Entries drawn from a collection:
§
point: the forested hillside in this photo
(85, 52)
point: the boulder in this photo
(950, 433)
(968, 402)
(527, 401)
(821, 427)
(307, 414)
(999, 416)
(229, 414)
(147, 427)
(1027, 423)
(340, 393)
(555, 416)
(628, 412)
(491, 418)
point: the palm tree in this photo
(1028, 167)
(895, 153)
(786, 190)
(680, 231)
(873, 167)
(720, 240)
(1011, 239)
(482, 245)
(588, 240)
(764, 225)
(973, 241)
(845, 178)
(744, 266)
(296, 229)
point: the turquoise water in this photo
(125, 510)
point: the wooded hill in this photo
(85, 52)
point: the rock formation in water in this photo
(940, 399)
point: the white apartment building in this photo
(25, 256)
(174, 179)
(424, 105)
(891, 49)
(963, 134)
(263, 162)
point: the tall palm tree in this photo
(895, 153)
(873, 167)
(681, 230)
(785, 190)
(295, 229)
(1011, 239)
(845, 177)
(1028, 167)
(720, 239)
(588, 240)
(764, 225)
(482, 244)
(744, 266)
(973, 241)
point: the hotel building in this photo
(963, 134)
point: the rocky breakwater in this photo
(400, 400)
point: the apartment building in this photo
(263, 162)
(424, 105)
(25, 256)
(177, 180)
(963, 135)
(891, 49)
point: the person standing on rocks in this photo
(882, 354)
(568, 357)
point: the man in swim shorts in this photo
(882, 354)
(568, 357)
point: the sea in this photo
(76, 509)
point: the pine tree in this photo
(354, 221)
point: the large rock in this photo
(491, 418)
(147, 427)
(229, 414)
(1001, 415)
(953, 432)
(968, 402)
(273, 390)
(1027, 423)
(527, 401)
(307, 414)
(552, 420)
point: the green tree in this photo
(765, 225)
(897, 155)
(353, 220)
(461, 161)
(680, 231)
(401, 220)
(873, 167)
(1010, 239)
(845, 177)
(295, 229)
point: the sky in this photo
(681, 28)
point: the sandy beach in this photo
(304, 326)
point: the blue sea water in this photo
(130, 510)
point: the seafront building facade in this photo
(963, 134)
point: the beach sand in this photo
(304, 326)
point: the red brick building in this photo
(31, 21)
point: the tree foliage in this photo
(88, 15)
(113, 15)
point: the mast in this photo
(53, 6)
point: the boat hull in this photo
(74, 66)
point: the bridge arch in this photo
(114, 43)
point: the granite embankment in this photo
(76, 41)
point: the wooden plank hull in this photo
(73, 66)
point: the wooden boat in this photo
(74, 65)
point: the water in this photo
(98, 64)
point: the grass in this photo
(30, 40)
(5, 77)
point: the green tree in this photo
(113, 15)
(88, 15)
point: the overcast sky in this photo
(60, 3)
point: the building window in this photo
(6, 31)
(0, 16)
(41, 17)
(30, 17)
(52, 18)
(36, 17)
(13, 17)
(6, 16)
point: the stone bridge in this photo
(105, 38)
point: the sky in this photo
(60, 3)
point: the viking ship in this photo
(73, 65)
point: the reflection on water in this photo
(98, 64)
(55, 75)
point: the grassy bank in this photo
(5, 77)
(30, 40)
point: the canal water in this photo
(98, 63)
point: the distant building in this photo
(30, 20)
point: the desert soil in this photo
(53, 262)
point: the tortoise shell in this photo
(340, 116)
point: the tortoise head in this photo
§
Please recast every line of the rows above as a JSON list of strings, with one string per line and any blank lines left out.

[
  "point: the forested hillside in this photo",
  "(85, 52)",
  "point: the boulder in this photo",
  "(950, 433)",
  "(968, 402)",
  "(527, 401)",
  "(821, 427)",
  "(307, 414)",
  "(999, 416)",
  "(229, 414)",
  "(147, 427)",
  "(1027, 423)",
  "(340, 393)",
  "(555, 416)",
  "(628, 412)",
  "(491, 418)",
  "point: the palm tree in this photo",
  "(1028, 167)",
  "(895, 153)",
  "(786, 190)",
  "(680, 231)",
  "(873, 167)",
  "(720, 240)",
  "(1011, 239)",
  "(482, 245)",
  "(588, 240)",
  "(764, 225)",
  "(973, 241)",
  "(845, 178)",
  "(744, 266)",
  "(296, 229)",
  "point: the turquoise water in this photo",
  "(125, 510)",
  "point: the wooded hill in this photo",
  "(85, 52)",
  "point: the rock formation in water in this photo",
  "(940, 399)",
  "point: the white apartment building in this photo",
  "(25, 256)",
  "(174, 179)",
  "(424, 105)",
  "(891, 49)",
  "(963, 134)",
  "(263, 162)",
  "point: the tall palm tree in this photo",
  "(895, 153)",
  "(873, 167)",
  "(681, 230)",
  "(785, 190)",
  "(295, 229)",
  "(1011, 239)",
  "(845, 177)",
  "(1028, 167)",
  "(720, 239)",
  "(588, 240)",
  "(764, 225)",
  "(482, 244)",
  "(744, 266)",
  "(973, 241)",
  "point: the hotel building in this photo",
  "(963, 134)",
  "point: the rocky breakwater in this photo",
  "(400, 400)",
  "point: the apartment building in this photo",
  "(263, 162)",
  "(424, 105)",
  "(25, 256)",
  "(177, 180)",
  "(963, 135)",
  "(891, 49)",
  "point: the person standing on rocks in this photo",
  "(882, 354)",
  "(568, 357)",
  "point: the man in swim shorts in this photo",
  "(882, 354)",
  "(568, 357)",
  "point: the sea in this photo",
  "(76, 509)",
  "point: the pine tree in this photo",
  "(354, 221)",
  "point: the large rock in this photo",
  "(491, 418)",
  "(147, 427)",
  "(229, 414)",
  "(1001, 415)",
  "(953, 432)",
  "(968, 402)",
  "(273, 390)",
  "(1027, 423)",
  "(527, 401)",
  "(307, 414)",
  "(552, 420)",
  "point: the green tree in this photo",
  "(765, 225)",
  "(897, 155)",
  "(353, 220)",
  "(461, 161)",
  "(680, 231)",
  "(401, 220)",
  "(873, 167)",
  "(1010, 239)",
  "(845, 177)",
  "(295, 229)",
  "point: the sky in this photo",
  "(681, 28)",
  "point: the sandy beach in this photo",
  "(304, 326)",
  "point: the blue sea water in this photo",
  "(130, 510)",
  "point: the seafront building facade in this photo",
  "(963, 134)",
  "point: the beach sand in this photo",
  "(304, 326)",
  "point: the red brick building in this photo",
  "(31, 21)",
  "point: the tree foliage in this photo",
  "(88, 15)",
  "(113, 15)",
  "point: the mast in this photo",
  "(53, 6)",
  "point: the boat hull in this photo",
  "(74, 66)",
  "point: the bridge arch in this photo",
  "(114, 43)",
  "point: the granite embankment in this photo",
  "(76, 41)",
  "point: the wooden plank hull in this photo",
  "(73, 66)",
  "point: the wooden boat in this photo",
  "(74, 65)",
  "point: the water in this photo",
  "(98, 64)",
  "point: the grass in this photo",
  "(30, 40)",
  "(5, 77)",
  "point: the green tree in this photo",
  "(113, 15)",
  "(88, 15)",
  "point: the overcast sky in this photo",
  "(60, 3)",
  "point: the building window in this photo",
  "(6, 31)",
  "(0, 16)",
  "(41, 17)",
  "(30, 17)",
  "(52, 18)",
  "(36, 17)",
  "(13, 17)",
  "(6, 16)",
  "point: the stone bridge in this photo",
  "(105, 38)",
  "point: the sky in this photo",
  "(60, 3)",
  "point: the viking ship in this photo",
  "(73, 65)",
  "point: the reflection on water in this photo",
  "(98, 64)",
  "(55, 75)",
  "point: the grassy bank in this photo",
  "(5, 77)",
  "(30, 40)",
  "point: the canal water in this photo",
  "(98, 63)",
  "point: the distant building in this photo",
  "(30, 20)",
  "point: the desert soil in this photo",
  "(53, 262)",
  "point: the tortoise shell in this photo",
  "(340, 116)",
  "point: the tortoise head in this photo"
]